DOCUMENT EXTRACT:
* * * *

如果列表中的元素具有满足的特定索引和条件，如何更改它？

Question

I want to be able to take a list of lists (lst) and a list of indexes and those elements in lst that have that have those indexes and also meet the condition ( == '1') to be changed to '0' .

If I input

lst = [['1','2','3'],[],['4','2','1']]

and

specific_indexes = [(0, 0), (0, 2), (2, 0), (2, 2)]

I get [['0', '2', '3'], [], ['4', '2', '0']]

but I would like faster way to do this.

def change(lst, specific_indexes):

    for (x,y) in specific_indexes:
        if lst[y][x] == '1':
            lst[y][x] = '0'
    return lst

Answer 1

...but I would like faster way to do this.

If you are interested in performance, you can use a specialist 3rd party library such as NumPy . This does mean you have to define a regular 2d array as an input, or transform it into one as shown below.

import numpy as np

lst = [['1','2','3'],[],['4','2','1']]
idx = [(0, 0), (0, 2), (2, 0), (2, 2)]

# calculate column number and construct NumPy array
colnum = max(map(len, lst))
arr = np.array([sublst if sublst else ['0'] * colnum for sublst in lst]).astype(int)
idx = np.array(idx)

# calculate indexer and mask array conditionally
mask = np.ix_(idx[:, 1], idx[:, 0])
arr[mask] = np.where(arr[mask] == 1, 0, arr[mask])

print(arr)
# array([[0, 2, 3],
#        [0, 0, 0],
#        [4, 2, 0]])

* * * *

RECORDS SUPPLIED:
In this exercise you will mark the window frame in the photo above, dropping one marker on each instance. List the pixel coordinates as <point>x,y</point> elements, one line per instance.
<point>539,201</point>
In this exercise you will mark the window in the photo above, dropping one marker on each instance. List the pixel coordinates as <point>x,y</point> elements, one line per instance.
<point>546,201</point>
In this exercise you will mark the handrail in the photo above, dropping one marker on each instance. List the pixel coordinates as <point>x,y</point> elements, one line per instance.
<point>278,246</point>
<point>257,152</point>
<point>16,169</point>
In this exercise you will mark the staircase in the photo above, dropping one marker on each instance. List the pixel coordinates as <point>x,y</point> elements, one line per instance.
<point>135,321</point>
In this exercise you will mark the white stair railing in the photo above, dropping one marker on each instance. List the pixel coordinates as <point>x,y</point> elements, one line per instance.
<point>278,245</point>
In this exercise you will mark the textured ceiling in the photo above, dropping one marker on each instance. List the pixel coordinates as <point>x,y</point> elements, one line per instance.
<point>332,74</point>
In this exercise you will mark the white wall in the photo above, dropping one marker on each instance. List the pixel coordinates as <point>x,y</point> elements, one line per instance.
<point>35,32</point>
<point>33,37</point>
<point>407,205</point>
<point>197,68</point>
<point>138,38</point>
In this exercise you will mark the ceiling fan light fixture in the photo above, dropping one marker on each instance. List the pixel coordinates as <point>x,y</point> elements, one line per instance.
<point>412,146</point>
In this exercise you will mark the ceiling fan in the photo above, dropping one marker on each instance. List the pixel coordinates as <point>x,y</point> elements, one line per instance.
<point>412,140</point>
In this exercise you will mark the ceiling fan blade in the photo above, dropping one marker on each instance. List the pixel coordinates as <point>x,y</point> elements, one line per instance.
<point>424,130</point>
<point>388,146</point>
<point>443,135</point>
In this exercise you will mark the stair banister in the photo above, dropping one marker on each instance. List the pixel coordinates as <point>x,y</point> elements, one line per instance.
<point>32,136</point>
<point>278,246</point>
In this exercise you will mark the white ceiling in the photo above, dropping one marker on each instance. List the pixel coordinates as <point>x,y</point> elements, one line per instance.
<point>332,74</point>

* * * *

TASK DESCRIPTION:
Restate the forum thread from "If you are interested" up to and including "as shown below.", swapping "performance" for "speed". Work only from the forum thread and leave the data aside.

RESULT FOR THIS TASK:
If you are interested in speed, you can use a specialist 3rd party library such as NumPy . This does mean you have to define a regular 2d array as an input, or transform it into one as shown below.